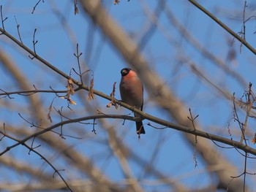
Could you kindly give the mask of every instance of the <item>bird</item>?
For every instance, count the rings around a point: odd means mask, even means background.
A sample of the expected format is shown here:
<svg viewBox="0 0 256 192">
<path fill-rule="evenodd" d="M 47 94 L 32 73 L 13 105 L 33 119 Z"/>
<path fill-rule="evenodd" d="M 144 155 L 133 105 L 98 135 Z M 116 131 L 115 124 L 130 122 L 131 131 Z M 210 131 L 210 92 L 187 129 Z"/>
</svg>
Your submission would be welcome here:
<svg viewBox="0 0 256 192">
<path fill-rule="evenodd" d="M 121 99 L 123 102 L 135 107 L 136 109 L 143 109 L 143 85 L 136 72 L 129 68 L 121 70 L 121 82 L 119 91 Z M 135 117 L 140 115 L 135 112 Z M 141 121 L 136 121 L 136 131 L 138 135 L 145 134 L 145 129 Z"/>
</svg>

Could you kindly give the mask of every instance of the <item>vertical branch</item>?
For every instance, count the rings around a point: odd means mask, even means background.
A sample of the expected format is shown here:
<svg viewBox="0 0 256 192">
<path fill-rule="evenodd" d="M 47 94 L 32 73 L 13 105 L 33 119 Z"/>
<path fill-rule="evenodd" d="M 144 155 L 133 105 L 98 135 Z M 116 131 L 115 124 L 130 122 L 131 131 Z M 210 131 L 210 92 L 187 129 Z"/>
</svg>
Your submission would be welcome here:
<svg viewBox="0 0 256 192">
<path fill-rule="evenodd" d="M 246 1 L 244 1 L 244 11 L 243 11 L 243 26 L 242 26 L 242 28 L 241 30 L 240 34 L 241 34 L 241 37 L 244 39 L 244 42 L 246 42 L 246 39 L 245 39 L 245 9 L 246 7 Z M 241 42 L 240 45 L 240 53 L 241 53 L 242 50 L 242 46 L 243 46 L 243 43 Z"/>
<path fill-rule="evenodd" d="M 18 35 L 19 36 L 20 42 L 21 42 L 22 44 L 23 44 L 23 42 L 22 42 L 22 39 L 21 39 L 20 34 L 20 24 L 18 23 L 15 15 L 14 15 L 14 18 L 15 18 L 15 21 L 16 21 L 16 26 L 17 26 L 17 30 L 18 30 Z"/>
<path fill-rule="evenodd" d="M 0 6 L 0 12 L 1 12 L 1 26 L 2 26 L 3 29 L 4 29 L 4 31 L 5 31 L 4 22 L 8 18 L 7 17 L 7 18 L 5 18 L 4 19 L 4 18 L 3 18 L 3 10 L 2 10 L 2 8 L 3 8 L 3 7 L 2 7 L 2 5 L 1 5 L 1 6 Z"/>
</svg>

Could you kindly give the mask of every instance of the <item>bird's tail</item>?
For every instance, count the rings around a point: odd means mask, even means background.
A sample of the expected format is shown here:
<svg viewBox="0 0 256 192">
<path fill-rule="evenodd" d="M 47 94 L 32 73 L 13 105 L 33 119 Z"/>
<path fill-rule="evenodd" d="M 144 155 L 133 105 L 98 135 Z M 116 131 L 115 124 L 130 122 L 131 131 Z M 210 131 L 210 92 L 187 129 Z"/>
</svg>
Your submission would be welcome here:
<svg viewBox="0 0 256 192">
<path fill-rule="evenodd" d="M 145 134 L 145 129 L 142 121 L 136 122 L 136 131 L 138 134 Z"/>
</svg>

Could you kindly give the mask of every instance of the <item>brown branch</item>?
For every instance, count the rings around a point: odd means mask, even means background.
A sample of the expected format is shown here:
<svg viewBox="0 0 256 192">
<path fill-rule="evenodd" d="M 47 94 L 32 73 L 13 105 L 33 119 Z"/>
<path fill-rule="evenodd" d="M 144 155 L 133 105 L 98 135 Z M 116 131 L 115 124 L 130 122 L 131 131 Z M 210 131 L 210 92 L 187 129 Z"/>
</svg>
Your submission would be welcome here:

************

▸ What is being asked: Convert the part of the material that opens with the line containing "the <item>bird's tail</item>?" and runs through the end of the material into a Markdown table with the columns Row and Material line, leaving out blank lines.

▸ Output below:
| Row | Material line |
|---|---|
| 1 | Could you kindly give the mask of every instance of the <item>bird's tail</item>? |
| 2 | For every instance, count the rings around a point: odd means mask, even means background. |
| 3 | A sample of the expected format is shown here: |
| 4 | <svg viewBox="0 0 256 192"> |
| 5 | <path fill-rule="evenodd" d="M 47 94 L 32 73 L 13 105 L 33 119 Z"/> |
| 6 | <path fill-rule="evenodd" d="M 144 155 L 133 105 L 98 135 Z M 116 131 L 115 124 L 130 122 L 131 131 Z M 210 131 L 210 92 L 187 129 Z"/> |
| 7 | </svg> |
| 8 | Your submission would be welcome here: |
| 9 | <svg viewBox="0 0 256 192"> |
| 10 | <path fill-rule="evenodd" d="M 145 134 L 145 129 L 142 121 L 136 122 L 136 131 L 138 134 Z"/> |
| 11 | </svg> |
| 12 | Could you kindly give the mask of every instance of the <item>brown branch</item>? |
| 13 | For every instance, count the rings around a point: odd means mask, even means background. |
| 14 | A sample of the expected format is shown here: |
| 15 | <svg viewBox="0 0 256 192"> |
| 16 | <path fill-rule="evenodd" d="M 47 94 L 32 73 L 13 105 L 33 119 Z"/> |
| 17 | <path fill-rule="evenodd" d="M 144 155 L 133 105 L 98 135 Z M 116 131 L 115 124 L 130 122 L 131 131 Z M 210 131 L 210 92 L 187 129 Z"/> |
| 18 | </svg> |
| 19 | Your submission would be welcome here: |